### Written instruction
In the challenge description, what processes does the COMSOL model represent, and during what?

### Document section
● ● ● ● ● ● ●

Background to Challenge. This challenge is based on a coupled multiphysics problem that is currently implemented within COMSOL. The model represents heat and mass transfer and solid mechanics processes during the baking of a dough product, and has around 13 input parameters describing the underlying physical processes. The output consists of three time series: (i) temperature and (ii) fraction of liquid converted to vapour (iii) deformation of the shape. Sensitivity analysis indicates at least 5 of the model inputs to be the most important, namely the rate of evaporation from liquid to vapour, the intrinsic permeability of the dough, the glass transition temperature, rheological constants and the vapour porosity. These parameters are hard to determine experimentally, so must be calibrated using available experimental data for outputs (i) (ii) and (iii) at a number of specific times.

Expected Outcomes of Study Group. PepsiCo would like to understand whether there is a unique choice of the 5 key parameters that corresponds to given model outputs, and in general how to better calibrate their model on noisy data.

Proposed Approach. The non-uniqueness problem can be posed as a penalised optimisation problem: seek another solution that is not close to the solution(s) already known. We note that the non-linearity of the model is what makes this interesting; if the input-output map were linear this would be a trivial problem. It would be easiest to prototype the method on a cheap surrogate model but design the method with an API that could also interface with the full, expensive model to allow validation after the Study Group has finished. Bayesian optimisation approaches might be flexible enough to naturally take in the cost-accuracy tradeoff, and a library of past evaluations, while also handling a transition from wide exploration of the parameter space to exploiting candidate optima. The API should also be flexible enough to handle either the time series formulation or the terminal state version of the problem.

Possible Extensions. We could ask the Study Group to reconsider the choice of the 5 most important input parameters, i.e. re-run the sensitivity analysis either with the same methodology as a validation exercise, or with a different choice of sensitivity indices, or even seek a low-dimensional active subspace for the system, not necessarily aligned to the coordinate axes.

● ● ● ● ● ● ●

### Record list
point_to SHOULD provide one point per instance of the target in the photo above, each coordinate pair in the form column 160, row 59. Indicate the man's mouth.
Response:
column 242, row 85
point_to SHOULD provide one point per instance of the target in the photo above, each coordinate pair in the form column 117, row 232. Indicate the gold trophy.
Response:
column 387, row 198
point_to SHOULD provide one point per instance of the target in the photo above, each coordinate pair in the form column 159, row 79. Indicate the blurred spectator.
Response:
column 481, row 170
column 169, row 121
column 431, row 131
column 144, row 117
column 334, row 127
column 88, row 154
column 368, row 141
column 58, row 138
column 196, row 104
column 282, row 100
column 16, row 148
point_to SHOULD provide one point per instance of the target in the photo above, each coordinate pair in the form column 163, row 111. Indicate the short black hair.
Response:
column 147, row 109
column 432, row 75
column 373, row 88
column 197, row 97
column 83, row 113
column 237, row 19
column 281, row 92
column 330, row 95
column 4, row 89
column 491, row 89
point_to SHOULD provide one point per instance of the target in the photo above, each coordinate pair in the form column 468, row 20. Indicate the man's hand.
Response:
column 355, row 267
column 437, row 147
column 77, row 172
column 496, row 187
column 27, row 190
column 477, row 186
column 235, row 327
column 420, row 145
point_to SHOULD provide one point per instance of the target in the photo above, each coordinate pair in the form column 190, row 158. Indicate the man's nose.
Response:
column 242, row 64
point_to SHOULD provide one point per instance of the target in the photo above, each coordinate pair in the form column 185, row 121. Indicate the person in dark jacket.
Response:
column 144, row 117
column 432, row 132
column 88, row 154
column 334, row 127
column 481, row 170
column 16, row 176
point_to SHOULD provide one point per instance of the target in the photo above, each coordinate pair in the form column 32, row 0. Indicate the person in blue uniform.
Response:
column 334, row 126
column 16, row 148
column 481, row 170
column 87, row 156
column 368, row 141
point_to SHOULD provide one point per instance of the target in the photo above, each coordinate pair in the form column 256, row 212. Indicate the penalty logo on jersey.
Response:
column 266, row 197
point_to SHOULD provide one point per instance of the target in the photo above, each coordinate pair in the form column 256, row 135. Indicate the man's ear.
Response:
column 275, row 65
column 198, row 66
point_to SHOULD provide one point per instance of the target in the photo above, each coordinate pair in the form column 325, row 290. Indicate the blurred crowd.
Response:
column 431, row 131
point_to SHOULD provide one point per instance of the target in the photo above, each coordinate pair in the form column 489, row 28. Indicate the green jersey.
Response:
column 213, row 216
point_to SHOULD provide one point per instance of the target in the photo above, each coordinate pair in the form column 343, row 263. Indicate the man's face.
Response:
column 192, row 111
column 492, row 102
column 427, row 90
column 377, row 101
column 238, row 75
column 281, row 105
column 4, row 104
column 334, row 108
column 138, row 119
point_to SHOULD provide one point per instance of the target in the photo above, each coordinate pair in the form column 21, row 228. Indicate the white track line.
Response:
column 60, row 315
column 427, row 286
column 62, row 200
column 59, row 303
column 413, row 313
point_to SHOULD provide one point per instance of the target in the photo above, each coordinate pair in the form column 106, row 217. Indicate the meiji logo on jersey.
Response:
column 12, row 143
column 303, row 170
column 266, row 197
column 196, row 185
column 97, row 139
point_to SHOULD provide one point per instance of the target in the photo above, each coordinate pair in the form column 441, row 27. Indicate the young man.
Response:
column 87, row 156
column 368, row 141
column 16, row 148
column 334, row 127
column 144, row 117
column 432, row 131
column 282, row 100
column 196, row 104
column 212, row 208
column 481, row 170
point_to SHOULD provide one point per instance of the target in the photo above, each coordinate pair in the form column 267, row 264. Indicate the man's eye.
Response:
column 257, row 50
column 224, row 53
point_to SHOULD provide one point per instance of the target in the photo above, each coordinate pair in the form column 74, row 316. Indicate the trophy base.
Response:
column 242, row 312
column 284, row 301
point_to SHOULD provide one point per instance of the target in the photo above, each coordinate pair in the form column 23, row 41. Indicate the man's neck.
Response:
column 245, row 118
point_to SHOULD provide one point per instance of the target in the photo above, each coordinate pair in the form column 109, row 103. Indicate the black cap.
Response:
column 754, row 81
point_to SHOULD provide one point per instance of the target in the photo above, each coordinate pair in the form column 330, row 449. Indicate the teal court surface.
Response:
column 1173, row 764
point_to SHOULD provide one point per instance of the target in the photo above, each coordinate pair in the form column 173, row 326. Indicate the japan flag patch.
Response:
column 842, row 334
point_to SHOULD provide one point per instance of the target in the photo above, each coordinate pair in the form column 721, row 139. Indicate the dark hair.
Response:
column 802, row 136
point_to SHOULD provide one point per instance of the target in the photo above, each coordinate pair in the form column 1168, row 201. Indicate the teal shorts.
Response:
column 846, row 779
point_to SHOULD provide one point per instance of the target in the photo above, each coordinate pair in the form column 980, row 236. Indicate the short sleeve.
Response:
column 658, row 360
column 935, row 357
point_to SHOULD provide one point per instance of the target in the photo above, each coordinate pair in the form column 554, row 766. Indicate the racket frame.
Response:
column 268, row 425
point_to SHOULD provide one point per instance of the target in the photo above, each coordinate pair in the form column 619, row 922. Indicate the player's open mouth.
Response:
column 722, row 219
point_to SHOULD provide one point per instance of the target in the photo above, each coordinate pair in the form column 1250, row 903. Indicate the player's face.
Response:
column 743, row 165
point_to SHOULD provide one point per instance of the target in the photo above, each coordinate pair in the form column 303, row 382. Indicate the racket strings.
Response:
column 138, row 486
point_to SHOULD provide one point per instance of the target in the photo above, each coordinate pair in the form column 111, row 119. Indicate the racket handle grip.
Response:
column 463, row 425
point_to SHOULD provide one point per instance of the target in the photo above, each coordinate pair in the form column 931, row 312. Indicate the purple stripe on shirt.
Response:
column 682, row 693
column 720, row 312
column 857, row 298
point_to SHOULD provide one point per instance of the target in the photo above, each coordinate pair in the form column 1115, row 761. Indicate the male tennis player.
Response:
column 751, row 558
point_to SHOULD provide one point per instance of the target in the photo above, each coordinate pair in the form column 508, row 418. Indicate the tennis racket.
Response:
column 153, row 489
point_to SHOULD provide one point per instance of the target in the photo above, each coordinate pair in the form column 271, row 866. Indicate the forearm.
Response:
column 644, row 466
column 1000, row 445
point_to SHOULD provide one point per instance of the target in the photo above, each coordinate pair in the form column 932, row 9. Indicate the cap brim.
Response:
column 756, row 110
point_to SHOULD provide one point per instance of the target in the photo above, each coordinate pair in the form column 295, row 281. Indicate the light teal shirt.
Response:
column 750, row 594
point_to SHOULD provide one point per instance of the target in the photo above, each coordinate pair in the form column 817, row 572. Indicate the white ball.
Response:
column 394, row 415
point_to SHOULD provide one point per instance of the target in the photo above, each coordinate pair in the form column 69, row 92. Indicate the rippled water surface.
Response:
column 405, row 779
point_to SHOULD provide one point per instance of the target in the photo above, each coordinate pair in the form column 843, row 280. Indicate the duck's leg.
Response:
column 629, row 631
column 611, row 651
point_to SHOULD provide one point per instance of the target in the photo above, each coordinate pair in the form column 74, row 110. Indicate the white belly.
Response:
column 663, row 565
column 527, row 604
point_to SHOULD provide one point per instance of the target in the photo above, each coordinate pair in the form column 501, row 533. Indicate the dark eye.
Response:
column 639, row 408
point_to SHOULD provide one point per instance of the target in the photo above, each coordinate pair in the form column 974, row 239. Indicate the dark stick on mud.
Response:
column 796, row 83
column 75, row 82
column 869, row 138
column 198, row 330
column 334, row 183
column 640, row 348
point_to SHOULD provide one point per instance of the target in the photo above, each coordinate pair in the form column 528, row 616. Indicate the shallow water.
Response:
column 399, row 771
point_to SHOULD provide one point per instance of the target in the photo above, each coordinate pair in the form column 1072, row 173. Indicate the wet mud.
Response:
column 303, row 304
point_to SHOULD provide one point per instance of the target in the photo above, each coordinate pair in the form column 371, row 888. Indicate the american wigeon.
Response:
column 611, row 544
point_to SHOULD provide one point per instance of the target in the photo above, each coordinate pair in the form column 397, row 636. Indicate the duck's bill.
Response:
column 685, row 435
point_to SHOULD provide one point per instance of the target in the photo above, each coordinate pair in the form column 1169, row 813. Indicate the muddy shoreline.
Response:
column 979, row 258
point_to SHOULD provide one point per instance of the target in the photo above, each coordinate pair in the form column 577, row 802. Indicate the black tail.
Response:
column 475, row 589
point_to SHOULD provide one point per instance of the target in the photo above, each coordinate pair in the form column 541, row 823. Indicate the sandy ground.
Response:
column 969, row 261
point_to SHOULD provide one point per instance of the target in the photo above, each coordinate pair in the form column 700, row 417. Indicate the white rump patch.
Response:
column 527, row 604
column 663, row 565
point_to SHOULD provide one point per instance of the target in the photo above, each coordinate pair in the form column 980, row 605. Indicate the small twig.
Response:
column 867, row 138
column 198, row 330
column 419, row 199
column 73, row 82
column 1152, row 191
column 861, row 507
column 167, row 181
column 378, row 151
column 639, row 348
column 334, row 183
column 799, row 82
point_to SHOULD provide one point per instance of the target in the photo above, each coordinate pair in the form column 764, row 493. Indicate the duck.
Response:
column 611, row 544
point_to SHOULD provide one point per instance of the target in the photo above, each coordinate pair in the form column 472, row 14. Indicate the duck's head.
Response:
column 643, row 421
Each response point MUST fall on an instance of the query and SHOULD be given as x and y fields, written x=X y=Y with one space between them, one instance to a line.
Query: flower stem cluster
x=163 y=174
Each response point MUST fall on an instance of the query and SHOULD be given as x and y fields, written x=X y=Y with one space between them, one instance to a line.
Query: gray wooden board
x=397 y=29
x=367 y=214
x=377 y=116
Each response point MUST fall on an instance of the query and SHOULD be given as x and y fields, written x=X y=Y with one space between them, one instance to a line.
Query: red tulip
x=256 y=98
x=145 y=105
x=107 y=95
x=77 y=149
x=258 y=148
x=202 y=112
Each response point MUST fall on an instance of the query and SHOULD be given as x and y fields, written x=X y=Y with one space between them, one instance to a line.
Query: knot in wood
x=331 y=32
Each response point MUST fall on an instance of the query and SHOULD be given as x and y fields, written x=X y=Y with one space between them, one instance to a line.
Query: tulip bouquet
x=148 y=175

● ● ● ● ● ● ●

### The solution
It represents heat and mass transfer and solid mechanics processes during the baking of a dough product.